Fuori dalla Chiesa e sui tetti circostanti, volontari armati con fucili a canne mozze, Ak47 e pistole automatiche, presidiano ogni via e ogni movimento. In Pakistan la guerra non c’è e allo stesso tempo é presente: è una questione di prospettive. Punti di vista che dipendono dalla causalità di essere nati in grembo a una madre che pregava un Dio non accettato o di un’altra che salmodiava l’aiuto di un Supremo che, oggi, a certe latitudini, viene invocato per accogliere una nuova vita, ma anche per benedire la morte altrui.

 

È lo stesso Pakistan, figlio della partizione dell’India britannica del 1947, ad essere nato in seno a una spaccatura religiosa. La storia del Paese è travagliata, fatta di difficili equilibri etnici, di interessi geopolitici internazionali, di colpi di stato che si susseguono e di un conflitto sempre pressante alle frontiere: sia sul fronte indiano, che sul lato afghano. È negli anni ’70, nelle logiche della Guerra Fredda, che però avviene l’involuzione islamista che trascina la ”terra dei puri” ad essere l ‘incubatrice del terrorismo di forma odierna e la culla del fanatismo talebano.

 

Il governo di Bhutto viene abbattuto dal putsch di Mohammed Zia che incomincia a islamizzare la società, introducendo anche il carcere a vita per chi ha un atteggiamento irrispettoso nei confronti del Profeta e del Corano. Pena che nell’86 viene sostituita dall’esecuzione capitale. Il Pakistan si avvicina sempre più a posizioni estremiste e all’interno della guerra dei blocchi diviene il Paese deputato ad accogliere e preparare i mujaheddin afghani. Gli americani finanziano i guerriglieri in chiave anti sovietica, i sauditi investono capitali e aprono madrasse in ogni dove per diffondere il credo waabbita e la presenza delle due componenti sfocia nella nascita dei talebani che nel territorio pakistano trovano terreno fertile. La radicalizzazione islamica, negli anni, diviene sempre più pressante e manifesta, soprattutto dopo l’11 settembre. Il primo ministro Benazir Bhutto viene assassinata per le sue posizioni contro i talebani, Shabhaz Bhatti, ministro delle minoranze e unico cattolico all’interno del governo del presidente Zardari, anch’egli è ucciso e la stessa sorte tocca a Salmaan Taseer, governatore del Punjab, che si era opposto alla legge contro la blasfemia.

 

E proprio la legge contro la blasfemia è lo strumento principale attraverso cui avviene la discriminazione nei confronti delle minoranze religiose e, negli ultimi 25 anni oltre 1000 persone sono finite a processo. Il caso più noto è quello di Asia Bibi, donna cristiana che lavorava nei campi di Lahore e che è stata denunciata da un gruppo di contadine musulmane, che l’hanno accusata di aver offeso Maometto. Da 7 anni è in carcere in attesa della sentenza capitale.

> _OBIETTIVO 1_: Individua nelle voci ogni riga che contiene la parola "wheel" e ricopiala.
Il brano e le voci provengono da fonti diverse.

> _VOCI DELL'ESERCIZIO_:
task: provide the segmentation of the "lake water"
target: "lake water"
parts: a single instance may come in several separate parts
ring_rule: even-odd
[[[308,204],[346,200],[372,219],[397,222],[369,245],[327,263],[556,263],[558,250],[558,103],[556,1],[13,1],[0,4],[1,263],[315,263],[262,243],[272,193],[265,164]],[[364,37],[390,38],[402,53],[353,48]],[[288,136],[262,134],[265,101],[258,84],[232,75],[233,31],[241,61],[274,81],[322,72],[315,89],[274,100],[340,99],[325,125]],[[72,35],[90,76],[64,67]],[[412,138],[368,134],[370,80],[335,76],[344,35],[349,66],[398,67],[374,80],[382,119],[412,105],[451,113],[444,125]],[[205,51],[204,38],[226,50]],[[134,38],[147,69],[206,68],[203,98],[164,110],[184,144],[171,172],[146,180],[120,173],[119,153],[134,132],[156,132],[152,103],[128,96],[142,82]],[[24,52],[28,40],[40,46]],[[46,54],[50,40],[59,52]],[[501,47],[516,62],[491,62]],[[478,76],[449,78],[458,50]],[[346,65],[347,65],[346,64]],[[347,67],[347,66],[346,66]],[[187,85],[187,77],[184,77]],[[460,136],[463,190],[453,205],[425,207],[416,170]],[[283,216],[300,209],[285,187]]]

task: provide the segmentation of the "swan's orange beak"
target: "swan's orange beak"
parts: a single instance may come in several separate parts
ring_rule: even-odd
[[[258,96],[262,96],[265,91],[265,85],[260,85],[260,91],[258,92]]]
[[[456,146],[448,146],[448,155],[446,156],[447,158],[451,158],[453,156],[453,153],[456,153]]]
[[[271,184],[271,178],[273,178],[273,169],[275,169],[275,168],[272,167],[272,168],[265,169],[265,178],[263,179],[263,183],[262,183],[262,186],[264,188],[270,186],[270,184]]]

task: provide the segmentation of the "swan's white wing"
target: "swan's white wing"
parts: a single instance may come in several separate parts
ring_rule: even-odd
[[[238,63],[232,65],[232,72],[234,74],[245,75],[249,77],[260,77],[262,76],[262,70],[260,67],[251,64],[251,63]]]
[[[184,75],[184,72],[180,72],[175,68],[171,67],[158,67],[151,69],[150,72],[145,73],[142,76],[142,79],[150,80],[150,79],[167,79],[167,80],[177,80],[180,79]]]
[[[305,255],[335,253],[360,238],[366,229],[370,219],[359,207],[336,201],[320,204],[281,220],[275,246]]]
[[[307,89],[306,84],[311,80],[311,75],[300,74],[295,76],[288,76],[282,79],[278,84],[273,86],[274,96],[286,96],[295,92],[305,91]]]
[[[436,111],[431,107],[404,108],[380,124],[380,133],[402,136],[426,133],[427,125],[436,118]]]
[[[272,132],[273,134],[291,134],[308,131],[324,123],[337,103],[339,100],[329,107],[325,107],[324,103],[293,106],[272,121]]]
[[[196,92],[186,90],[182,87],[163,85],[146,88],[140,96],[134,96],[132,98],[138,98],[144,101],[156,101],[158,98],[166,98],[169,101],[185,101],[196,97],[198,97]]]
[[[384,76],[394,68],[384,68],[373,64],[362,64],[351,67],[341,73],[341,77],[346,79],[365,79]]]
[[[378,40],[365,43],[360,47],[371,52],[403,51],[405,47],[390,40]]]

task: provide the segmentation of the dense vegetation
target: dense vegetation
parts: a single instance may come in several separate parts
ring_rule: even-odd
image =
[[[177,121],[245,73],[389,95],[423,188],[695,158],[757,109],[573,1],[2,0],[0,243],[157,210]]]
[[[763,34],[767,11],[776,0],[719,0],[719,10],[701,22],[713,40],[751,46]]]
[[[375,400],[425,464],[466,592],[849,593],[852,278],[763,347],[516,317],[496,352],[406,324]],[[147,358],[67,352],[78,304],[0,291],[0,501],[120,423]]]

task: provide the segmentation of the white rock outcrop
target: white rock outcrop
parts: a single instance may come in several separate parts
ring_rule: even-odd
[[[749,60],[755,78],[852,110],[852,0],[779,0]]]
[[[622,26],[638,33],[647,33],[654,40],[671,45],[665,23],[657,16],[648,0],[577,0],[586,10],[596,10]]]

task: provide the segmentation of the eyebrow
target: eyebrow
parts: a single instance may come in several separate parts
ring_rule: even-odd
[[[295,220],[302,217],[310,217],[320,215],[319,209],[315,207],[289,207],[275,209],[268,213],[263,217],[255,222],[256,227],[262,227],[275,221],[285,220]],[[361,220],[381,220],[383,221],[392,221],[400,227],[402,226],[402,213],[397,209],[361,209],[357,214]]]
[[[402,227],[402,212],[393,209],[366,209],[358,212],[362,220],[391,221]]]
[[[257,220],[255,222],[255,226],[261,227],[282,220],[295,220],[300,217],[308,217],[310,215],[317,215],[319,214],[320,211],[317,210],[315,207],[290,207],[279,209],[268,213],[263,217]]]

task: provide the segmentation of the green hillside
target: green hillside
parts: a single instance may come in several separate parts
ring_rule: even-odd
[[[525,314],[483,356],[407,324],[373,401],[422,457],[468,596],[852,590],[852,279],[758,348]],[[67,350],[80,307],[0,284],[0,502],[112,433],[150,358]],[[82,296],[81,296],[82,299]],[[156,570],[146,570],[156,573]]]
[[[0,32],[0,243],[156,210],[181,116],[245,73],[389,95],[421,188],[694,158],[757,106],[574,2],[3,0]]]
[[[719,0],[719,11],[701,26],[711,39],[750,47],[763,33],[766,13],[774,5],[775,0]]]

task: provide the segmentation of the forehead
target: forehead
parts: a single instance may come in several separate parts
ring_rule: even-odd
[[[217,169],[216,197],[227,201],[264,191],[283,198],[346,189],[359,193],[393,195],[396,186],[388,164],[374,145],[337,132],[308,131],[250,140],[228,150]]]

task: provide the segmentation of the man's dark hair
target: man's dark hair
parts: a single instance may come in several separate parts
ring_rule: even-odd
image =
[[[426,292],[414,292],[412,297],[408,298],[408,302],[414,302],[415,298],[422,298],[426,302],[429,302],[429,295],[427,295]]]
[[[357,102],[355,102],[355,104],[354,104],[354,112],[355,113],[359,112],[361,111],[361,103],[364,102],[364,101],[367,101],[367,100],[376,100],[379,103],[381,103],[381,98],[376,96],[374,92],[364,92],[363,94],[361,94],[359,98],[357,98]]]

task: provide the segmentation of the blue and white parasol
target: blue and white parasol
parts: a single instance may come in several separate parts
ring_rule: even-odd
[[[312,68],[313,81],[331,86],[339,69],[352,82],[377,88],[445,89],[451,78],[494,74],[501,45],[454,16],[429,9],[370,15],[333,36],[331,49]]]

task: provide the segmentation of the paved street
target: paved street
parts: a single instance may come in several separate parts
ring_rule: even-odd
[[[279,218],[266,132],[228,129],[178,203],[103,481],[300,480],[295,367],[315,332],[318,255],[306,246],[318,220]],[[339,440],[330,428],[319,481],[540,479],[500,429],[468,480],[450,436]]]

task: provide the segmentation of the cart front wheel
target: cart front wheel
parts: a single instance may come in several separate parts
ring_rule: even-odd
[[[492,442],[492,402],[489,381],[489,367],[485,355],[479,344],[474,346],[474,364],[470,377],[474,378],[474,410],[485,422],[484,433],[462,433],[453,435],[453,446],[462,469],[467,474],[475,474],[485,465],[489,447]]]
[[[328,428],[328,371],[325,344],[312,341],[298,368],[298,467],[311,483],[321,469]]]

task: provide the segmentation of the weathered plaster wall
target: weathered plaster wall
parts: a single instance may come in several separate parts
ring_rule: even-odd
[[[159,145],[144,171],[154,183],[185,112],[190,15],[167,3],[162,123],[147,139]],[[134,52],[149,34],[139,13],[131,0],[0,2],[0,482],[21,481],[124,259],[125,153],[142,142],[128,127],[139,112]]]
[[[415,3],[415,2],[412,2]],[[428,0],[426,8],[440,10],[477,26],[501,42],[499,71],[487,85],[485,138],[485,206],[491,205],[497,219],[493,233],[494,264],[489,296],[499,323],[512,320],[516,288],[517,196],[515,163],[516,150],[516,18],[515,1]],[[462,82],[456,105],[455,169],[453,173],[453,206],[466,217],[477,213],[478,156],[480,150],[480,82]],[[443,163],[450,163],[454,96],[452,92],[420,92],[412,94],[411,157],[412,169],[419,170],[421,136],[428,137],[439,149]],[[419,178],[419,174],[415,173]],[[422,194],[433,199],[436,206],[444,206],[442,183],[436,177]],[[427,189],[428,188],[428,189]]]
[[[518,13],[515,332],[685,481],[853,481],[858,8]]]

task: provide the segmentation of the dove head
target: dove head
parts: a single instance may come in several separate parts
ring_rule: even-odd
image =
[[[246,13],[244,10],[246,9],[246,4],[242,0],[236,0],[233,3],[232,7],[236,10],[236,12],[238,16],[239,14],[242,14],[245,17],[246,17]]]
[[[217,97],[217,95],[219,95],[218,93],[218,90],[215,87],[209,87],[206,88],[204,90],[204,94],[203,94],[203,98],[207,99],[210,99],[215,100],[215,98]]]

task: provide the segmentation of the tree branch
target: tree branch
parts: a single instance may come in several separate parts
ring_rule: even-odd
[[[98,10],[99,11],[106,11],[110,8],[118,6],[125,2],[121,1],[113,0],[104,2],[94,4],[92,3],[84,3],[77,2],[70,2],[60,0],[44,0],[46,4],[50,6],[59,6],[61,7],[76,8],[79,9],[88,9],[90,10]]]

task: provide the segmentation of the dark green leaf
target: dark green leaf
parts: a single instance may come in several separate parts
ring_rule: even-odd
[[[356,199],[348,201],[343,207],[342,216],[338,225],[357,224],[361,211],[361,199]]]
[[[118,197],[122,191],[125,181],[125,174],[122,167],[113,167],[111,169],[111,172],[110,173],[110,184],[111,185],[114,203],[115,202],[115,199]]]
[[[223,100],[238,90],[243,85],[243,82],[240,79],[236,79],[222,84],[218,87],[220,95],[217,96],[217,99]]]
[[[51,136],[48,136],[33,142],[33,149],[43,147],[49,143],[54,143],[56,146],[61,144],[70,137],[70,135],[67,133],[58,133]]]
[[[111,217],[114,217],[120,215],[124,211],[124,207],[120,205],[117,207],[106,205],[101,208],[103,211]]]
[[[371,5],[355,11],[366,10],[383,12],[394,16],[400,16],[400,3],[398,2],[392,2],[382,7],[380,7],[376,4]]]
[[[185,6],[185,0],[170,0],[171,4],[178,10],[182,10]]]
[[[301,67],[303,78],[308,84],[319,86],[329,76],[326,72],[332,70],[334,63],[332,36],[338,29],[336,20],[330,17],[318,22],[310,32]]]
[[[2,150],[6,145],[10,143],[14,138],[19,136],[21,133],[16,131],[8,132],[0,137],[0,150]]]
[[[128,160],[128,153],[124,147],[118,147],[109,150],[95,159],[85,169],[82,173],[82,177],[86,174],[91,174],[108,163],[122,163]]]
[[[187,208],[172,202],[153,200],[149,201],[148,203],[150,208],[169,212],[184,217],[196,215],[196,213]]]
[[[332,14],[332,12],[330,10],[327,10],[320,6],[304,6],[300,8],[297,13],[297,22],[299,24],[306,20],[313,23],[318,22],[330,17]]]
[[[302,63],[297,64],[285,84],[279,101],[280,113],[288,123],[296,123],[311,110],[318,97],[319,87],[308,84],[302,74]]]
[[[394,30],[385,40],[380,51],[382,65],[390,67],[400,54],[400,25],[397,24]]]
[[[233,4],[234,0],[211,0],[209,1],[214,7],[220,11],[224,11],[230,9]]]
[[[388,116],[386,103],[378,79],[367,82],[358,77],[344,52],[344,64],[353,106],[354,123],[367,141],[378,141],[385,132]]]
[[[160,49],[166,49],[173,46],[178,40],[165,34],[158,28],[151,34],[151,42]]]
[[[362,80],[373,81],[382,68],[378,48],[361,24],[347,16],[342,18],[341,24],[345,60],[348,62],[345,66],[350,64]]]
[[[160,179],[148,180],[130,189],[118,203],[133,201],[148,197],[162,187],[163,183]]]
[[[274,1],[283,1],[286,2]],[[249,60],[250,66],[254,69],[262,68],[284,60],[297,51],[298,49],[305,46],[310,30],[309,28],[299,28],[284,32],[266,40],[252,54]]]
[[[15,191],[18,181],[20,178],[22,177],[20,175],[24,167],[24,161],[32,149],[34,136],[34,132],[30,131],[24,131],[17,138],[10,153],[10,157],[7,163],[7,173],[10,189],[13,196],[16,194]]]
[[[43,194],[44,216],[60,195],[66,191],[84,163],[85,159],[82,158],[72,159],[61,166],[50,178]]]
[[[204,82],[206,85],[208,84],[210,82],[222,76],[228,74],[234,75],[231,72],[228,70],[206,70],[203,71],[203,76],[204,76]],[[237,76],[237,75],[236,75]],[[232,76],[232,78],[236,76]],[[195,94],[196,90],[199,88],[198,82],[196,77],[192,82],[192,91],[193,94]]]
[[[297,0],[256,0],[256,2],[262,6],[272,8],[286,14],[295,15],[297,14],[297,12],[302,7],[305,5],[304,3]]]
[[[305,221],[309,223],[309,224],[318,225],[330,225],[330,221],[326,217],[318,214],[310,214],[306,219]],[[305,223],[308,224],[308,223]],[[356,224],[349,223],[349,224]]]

> _OBIETTIVO 2_: Cita dal brano il passo che va da "E proprio la" a "della sentenza capitale.", senza modificarlo.

> _SOLUZIONE COMPLETA 1_:
task: provide the segmentation of the cart front wheel
target: cart front wheel

> _SOLUZIONE COMPLETA 2_:
E proprio la legge contro la blasfemia è lo strumento principale attraverso cui avviene la discriminazione nei confronti delle minoranze religiose e, negli ultimi 25 anni oltre 1000 persone sono finite a processo. Il caso più noto è quello di Asia Bibi, donna cristiana che lavorava nei campi di Lahore e che è stata denunciata da un gruppo di contadine musulmane, che l’hanno accusata di aver offeso Maometto. Da 7 anni è in carcere in attesa della sentenza capitale.